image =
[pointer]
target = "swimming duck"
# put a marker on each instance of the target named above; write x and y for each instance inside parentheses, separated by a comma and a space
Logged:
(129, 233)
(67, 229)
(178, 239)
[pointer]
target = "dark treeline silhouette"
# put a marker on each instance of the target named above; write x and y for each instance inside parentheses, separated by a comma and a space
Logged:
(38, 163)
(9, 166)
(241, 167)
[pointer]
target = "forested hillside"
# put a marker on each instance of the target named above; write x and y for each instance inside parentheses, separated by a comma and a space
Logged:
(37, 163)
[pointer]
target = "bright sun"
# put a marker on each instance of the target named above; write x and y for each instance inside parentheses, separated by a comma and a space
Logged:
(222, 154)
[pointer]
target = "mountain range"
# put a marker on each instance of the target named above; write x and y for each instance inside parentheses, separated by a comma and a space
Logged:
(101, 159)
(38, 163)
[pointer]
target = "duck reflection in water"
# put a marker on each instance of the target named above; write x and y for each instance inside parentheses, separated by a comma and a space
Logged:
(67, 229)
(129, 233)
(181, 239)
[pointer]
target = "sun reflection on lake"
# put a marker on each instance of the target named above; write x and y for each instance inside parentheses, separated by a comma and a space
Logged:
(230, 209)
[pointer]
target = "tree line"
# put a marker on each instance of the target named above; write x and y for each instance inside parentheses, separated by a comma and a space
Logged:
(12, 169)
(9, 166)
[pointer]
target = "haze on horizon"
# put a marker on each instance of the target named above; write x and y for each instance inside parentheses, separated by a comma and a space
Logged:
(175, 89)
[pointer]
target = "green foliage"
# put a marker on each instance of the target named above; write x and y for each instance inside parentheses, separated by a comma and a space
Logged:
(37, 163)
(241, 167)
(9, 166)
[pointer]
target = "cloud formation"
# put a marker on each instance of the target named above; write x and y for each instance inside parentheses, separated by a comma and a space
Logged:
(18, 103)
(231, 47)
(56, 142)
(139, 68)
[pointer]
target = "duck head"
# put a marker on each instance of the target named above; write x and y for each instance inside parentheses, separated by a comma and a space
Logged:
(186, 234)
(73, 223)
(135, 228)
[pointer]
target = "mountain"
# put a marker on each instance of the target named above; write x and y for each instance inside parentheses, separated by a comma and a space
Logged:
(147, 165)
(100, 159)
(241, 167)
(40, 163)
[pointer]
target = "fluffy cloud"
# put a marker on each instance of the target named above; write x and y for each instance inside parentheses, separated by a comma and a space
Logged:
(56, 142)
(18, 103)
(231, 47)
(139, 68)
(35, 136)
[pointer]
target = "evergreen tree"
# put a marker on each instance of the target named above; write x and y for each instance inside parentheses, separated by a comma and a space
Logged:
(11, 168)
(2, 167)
**********
■ EXERCISE BRIEF:
Some lines in the material contain "cloud". Show all of them.

■ ANSWER TO THIS PROBLEM:
target = "cloud formation"
target = "fluffy cloud"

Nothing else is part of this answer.